TASK GOAL =>
Print all the records exactly, please.

Excerpts of location labeling data:
▶

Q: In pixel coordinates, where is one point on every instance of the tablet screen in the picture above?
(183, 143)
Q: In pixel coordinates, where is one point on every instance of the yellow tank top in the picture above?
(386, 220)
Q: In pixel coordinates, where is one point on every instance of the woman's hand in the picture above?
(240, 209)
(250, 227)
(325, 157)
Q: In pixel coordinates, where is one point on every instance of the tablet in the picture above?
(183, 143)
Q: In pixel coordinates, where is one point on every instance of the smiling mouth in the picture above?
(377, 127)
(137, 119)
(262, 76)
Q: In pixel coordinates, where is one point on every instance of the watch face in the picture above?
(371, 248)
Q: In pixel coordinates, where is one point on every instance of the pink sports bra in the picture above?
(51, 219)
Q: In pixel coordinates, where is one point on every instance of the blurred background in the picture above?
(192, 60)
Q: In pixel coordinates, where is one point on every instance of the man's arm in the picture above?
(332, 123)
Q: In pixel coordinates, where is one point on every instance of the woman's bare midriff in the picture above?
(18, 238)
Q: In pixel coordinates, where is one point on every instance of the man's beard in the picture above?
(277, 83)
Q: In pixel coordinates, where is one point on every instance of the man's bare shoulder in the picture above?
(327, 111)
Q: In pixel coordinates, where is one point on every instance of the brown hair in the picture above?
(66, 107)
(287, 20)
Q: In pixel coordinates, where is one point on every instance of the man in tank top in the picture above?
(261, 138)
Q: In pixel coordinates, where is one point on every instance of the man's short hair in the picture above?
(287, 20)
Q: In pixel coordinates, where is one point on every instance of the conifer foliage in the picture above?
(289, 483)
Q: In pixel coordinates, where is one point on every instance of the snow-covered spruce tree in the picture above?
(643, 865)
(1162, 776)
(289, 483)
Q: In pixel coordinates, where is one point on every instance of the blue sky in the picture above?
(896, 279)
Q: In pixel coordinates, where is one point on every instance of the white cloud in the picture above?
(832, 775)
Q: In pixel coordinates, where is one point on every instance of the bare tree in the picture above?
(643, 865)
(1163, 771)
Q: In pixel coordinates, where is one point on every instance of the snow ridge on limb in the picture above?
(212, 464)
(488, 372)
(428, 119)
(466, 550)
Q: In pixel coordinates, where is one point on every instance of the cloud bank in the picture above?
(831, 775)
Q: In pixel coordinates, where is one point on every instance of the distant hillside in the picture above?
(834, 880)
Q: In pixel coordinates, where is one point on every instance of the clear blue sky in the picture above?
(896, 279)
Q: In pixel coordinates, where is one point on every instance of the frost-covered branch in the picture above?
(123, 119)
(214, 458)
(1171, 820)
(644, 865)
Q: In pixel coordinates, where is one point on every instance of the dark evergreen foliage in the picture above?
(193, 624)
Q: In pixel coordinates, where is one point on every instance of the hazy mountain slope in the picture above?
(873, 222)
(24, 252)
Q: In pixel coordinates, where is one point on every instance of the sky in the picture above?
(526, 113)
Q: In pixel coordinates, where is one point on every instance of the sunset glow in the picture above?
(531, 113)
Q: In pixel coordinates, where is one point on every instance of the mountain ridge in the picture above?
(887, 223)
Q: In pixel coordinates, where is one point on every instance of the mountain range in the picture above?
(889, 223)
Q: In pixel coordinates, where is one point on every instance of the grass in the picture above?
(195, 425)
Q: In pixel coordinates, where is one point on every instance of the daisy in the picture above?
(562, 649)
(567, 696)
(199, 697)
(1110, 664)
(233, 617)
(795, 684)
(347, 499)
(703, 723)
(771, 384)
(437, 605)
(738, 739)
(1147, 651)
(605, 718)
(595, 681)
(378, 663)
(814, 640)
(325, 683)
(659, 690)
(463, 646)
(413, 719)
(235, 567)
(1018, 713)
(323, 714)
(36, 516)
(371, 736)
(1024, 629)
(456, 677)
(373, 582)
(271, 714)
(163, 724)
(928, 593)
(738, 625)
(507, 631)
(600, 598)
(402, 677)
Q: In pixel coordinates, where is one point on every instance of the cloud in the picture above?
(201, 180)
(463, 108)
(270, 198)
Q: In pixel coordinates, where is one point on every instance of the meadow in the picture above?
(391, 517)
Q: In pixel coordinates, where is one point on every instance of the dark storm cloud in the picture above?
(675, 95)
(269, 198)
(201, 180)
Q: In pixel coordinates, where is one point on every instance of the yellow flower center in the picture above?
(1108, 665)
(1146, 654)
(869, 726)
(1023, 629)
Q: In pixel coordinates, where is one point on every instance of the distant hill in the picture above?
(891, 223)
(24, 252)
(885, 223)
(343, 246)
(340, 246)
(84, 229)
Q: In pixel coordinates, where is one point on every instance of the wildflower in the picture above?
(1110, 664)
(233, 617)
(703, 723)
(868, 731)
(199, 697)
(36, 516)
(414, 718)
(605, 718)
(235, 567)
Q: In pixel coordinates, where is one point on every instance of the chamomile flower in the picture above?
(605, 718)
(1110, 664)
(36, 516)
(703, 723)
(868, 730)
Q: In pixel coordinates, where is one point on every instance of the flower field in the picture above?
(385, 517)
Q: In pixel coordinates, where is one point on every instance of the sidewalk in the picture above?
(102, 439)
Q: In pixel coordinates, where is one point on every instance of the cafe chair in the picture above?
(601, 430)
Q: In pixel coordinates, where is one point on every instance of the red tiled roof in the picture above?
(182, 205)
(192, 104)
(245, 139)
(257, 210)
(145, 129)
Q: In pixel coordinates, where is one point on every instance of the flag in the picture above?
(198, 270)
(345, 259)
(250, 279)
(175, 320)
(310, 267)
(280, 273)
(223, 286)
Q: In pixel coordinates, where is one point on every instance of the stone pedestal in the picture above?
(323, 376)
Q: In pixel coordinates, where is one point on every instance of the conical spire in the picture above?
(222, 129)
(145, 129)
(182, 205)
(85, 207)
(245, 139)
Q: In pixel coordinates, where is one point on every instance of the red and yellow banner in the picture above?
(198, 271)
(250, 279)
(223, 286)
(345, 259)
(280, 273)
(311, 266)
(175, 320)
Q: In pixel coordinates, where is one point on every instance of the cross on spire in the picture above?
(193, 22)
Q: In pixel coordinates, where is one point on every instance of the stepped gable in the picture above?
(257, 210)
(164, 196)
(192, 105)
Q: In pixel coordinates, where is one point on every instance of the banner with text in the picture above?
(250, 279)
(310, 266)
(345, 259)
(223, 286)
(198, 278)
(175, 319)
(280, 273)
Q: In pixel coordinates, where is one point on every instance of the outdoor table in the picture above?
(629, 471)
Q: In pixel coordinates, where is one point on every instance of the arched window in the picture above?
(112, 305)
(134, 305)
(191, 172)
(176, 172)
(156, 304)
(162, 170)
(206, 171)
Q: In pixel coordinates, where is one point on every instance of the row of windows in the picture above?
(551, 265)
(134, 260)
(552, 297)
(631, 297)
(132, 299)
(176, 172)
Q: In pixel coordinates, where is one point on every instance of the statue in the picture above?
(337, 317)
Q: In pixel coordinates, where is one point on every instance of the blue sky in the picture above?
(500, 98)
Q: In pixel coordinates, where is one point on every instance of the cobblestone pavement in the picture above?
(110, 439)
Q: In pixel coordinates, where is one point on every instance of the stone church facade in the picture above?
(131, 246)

◀

PROBLEM SOLUTION =>
Q: In pixel coordinates, where is one point on every instance of the tablet screen in the picture above?
(183, 143)
Q: In pixel coordinates, where is one point on every instance of the yellow tank top in the picture above?
(386, 220)
Q: In pixel coordinates, where is one point on every instance of the woman's hand in the picture above?
(240, 209)
(250, 227)
(325, 157)
Q: In pixel coordinates, where is one point on every instance of the tablet in the picture above?
(183, 143)
Q: In pixel coordinates, where is one point on every instance of the smiling mouth in the picture above?
(377, 127)
(137, 119)
(262, 76)
Q: In pixel coordinates, where is one point on every instance of the watch face in the picture above?
(371, 248)
Q: In pixel coordinates, where is one point on every instance of the pink sports bra in the picture above?
(51, 219)
Q: In pixel coordinates, where is one point on every instance of the blurred background in the picture above?
(192, 60)
Q: In pixel coordinates, where is one point on every instance of the man's arm in the picture above?
(332, 123)
Q: In pixel coordinates, where is one point on every instance of the woman's bare midriff in the picture above?
(18, 238)
Q: In pixel coordinates, where is one point on every instance of the man's beard in the picture above?
(277, 83)
Q: In pixel coordinates, where is one point on every instance of the man's bare shoulder in the picture above?
(327, 111)
Q: In pixel coordinates, where is one point on every instance of the brown hair in the picture above?
(66, 107)
(287, 20)
Q: In pixel coordinates, where is one point on every instance of the man in tank top in the picture above?
(261, 138)
Q: In pixel coordinates, where is one point on every instance of the man's short hair in the picture above?
(287, 20)
Q: In pixel coordinates, where is one point on every instance of the conifer foliage in the picture above?
(289, 483)
Q: In pixel coordinates, where is one point on every instance of the snow-covered spruce tree in the picture above?
(643, 865)
(1162, 776)
(289, 483)
Q: In pixel coordinates, where is one point on every instance of the blue sky in the picture above?
(896, 279)
Q: In pixel coordinates, where is one point on every instance of the white cloud in the picture above?
(832, 775)
Q: In pixel coordinates, where is one point on every instance of the bare tree in the picture above?
(643, 865)
(1163, 771)
Q: In pixel coordinates, where is one point on every instance of the snow ridge on limb in the picture above?
(212, 464)
(488, 372)
(428, 119)
(466, 550)
Q: In pixel coordinates, where is one point on every instance of the cloud bank in the picture above?
(831, 775)
Q: In pixel coordinates, where is one point on every instance of the distant hillside in the picture above?
(834, 880)
Q: In pixel coordinates, where is one point on every instance of the clear blue sky in the picture above?
(896, 279)
Q: In pixel coordinates, where is one point on every instance of the frost-covered branch in the picture above?
(123, 119)
(214, 458)
(1171, 820)
(644, 865)
Q: In pixel coordinates, where is one point on every instance of the dark evergreen foliage in the picture above?
(193, 624)
Q: In pixel coordinates, where is one point on every instance of the hazy mountain slope in the picture above?
(873, 222)
(24, 252)
Q: In pixel coordinates, where is one point on every instance of the sky in the picture above?
(526, 113)
Q: In pixel coordinates, where is one point on every instance of the sunset glow in the picture above?
(531, 113)
Q: In pixel coordinates, where is one point on every instance of the mountain ridge in the picture above?
(887, 223)
Q: In pixel coordinates, where is one point on every instance of the mountain range in the picture above?
(889, 223)
Q: In pixel coordinates, where is one point on every instance of the grass in the picture above?
(195, 425)
Q: In pixel coordinates, where is one point on every instance of the daisy in the picture above?
(562, 649)
(567, 696)
(199, 697)
(1110, 664)
(233, 617)
(795, 684)
(347, 499)
(703, 723)
(771, 384)
(437, 605)
(738, 739)
(1147, 651)
(605, 718)
(595, 681)
(378, 663)
(814, 640)
(325, 683)
(659, 690)
(463, 646)
(413, 719)
(235, 567)
(1018, 713)
(323, 714)
(36, 516)
(371, 736)
(1024, 629)
(456, 677)
(373, 582)
(271, 714)
(163, 724)
(928, 593)
(738, 625)
(507, 631)
(600, 598)
(402, 677)
Q: In pixel coordinates, where is one point on every instance of the cloud in the picture above?
(201, 180)
(463, 108)
(270, 198)
Q: In pixel coordinates, where is one point on every instance of the meadow in the picture above?
(391, 517)
Q: In pixel coordinates, where is one point on every instance of the dark storm cloud in the picture above?
(675, 95)
(269, 198)
(201, 180)
Q: In pixel coordinates, where is one point on every instance of the yellow flower center in the picture above?
(1108, 665)
(1146, 654)
(869, 726)
(1023, 629)
Q: In pixel coordinates, where is one point on every instance of the distant hill in the picture above?
(891, 223)
(24, 252)
(885, 223)
(343, 246)
(340, 246)
(84, 229)
Q: In pixel coordinates, where is one point on every instance of the wildflower in the picture above?
(1110, 664)
(233, 617)
(703, 723)
(868, 731)
(199, 697)
(36, 516)
(414, 718)
(605, 718)
(235, 567)
Q: In pixel coordinates, where is one point on every instance of the chamomile flower in the picture above?
(605, 718)
(1110, 664)
(36, 516)
(703, 723)
(868, 730)
Q: In pixel coordinates, where is one point on every instance of the flower field in the picture above?
(385, 517)
Q: In pixel coordinates, where is one point on every instance of the sidewalk in the picture above?
(102, 439)
Q: In pixel coordinates, where is one point on every instance of the cafe chair in the picture above?
(601, 430)
Q: In pixel coordinates, where is one point on every instance of the red tiled roof in the picture above?
(182, 205)
(192, 104)
(245, 139)
(257, 210)
(145, 129)
Q: In pixel coordinates, where is one point on every instance of the flag in the picture above?
(198, 270)
(345, 259)
(250, 279)
(175, 320)
(310, 267)
(280, 273)
(223, 286)
Q: In pixel coordinates, where is one point on every instance of the stone pedestal in the picture above?
(323, 376)
Q: In pixel coordinates, where is one point on every instance of the conical spire in the picture above?
(222, 129)
(145, 129)
(182, 205)
(85, 207)
(245, 139)
Q: In pixel coordinates, where is one point on every instance of the red and yellow banner in the picture above?
(198, 271)
(250, 279)
(223, 286)
(345, 259)
(280, 273)
(311, 266)
(175, 320)
Q: In pixel coordinates, where is one point on every instance of the cross on spire in the picture above?
(193, 22)
Q: In pixel coordinates, where is one point on every instance of the stepped gable in the picture above?
(257, 210)
(164, 196)
(192, 105)
Q: In pixel coordinates, where is one point on every instance of the banner with text in the picture above?
(250, 279)
(310, 266)
(345, 259)
(223, 286)
(198, 278)
(175, 319)
(280, 273)
Q: In pixel coordinates, where is one point on every instance of the outdoor table in the picture above?
(629, 471)
Q: In pixel coordinates, where is one point on every instance of the arched window in the picture above?
(112, 305)
(134, 305)
(191, 172)
(176, 172)
(156, 304)
(162, 170)
(206, 171)
Q: In pixel coordinates, where is one point on every instance of the row of windows in the picture above?
(551, 265)
(134, 260)
(552, 297)
(631, 297)
(132, 299)
(176, 172)
Q: In pixel coordinates, where is one point on every instance of the statue in the picture above?
(337, 317)
Q: In pixel coordinates, where is one point on every instance of the blue sky in the picture above?
(500, 98)
Q: In pixel coordinates, where is one point on every instance of the cobblestone pavement in the picture above?
(110, 439)
Q: In pixel coordinates, where is one point on every instance of the stone church facade in the picture above?
(131, 246)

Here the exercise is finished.